→ **Stated task**:
Reproduce the text of every row below with "flower head" switched to "blossom" and everything else left unchanged. Omit the pictures from your answer.

* * * * * * * * *

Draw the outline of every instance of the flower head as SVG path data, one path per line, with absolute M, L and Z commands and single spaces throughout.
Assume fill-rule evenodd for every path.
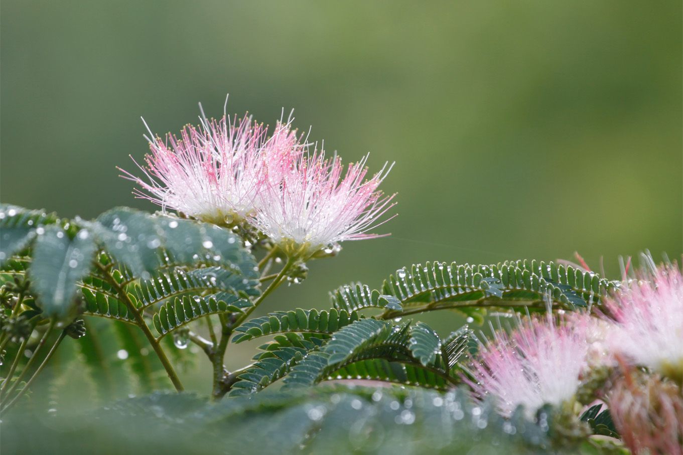
M 683 277 L 676 266 L 660 267 L 608 301 L 617 322 L 611 348 L 639 366 L 683 378 Z
M 655 376 L 643 383 L 633 379 L 622 378 L 609 397 L 610 413 L 624 443 L 634 454 L 683 455 L 680 389 Z
M 391 167 L 363 181 L 367 158 L 349 165 L 346 174 L 342 161 L 326 158 L 324 152 L 292 154 L 268 166 L 277 174 L 259 192 L 254 225 L 288 255 L 304 259 L 339 242 L 382 236 L 367 232 L 391 219 L 380 221 L 395 195 L 376 191 Z
M 509 416 L 523 405 L 530 417 L 544 404 L 572 399 L 587 368 L 587 316 L 572 323 L 548 314 L 518 320 L 511 334 L 503 330 L 482 344 L 468 368 L 466 381 L 479 399 L 492 396 L 499 411 Z
M 219 224 L 252 215 L 266 165 L 297 150 L 296 135 L 287 125 L 279 123 L 267 138 L 267 128 L 246 115 L 205 119 L 199 126 L 185 126 L 180 138 L 148 139 L 152 152 L 146 167 L 138 165 L 147 181 L 124 171 L 124 177 L 140 186 L 136 195 L 165 210 Z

* * * * * * * * *

→ **Written solution**:
Draw the outline of every instance of the blossom as SVG path data, one path per line, with absolute M, L and Z commands and single spaces throughout.
Assume fill-rule evenodd for every path.
M 683 277 L 676 266 L 660 267 L 608 301 L 617 322 L 611 348 L 639 366 L 683 378 Z
M 655 376 L 643 383 L 633 379 L 622 378 L 609 397 L 610 413 L 624 443 L 634 454 L 683 455 L 680 389 Z
M 391 167 L 363 181 L 367 158 L 349 165 L 346 174 L 342 161 L 326 158 L 324 152 L 292 154 L 268 166 L 277 174 L 259 192 L 254 225 L 288 255 L 304 259 L 339 242 L 382 236 L 367 232 L 391 219 L 380 221 L 395 195 L 376 191 Z
M 509 416 L 523 405 L 530 417 L 544 404 L 572 399 L 587 368 L 587 316 L 572 323 L 548 314 L 518 320 L 511 334 L 503 330 L 482 344 L 468 368 L 466 381 L 479 399 L 492 396 L 499 411 Z
M 219 224 L 252 215 L 266 165 L 297 150 L 296 135 L 287 125 L 279 123 L 267 138 L 267 128 L 246 115 L 205 119 L 199 126 L 185 126 L 180 138 L 148 139 L 152 152 L 146 167 L 138 165 L 147 181 L 124 171 L 124 177 L 140 186 L 136 195 L 165 210 Z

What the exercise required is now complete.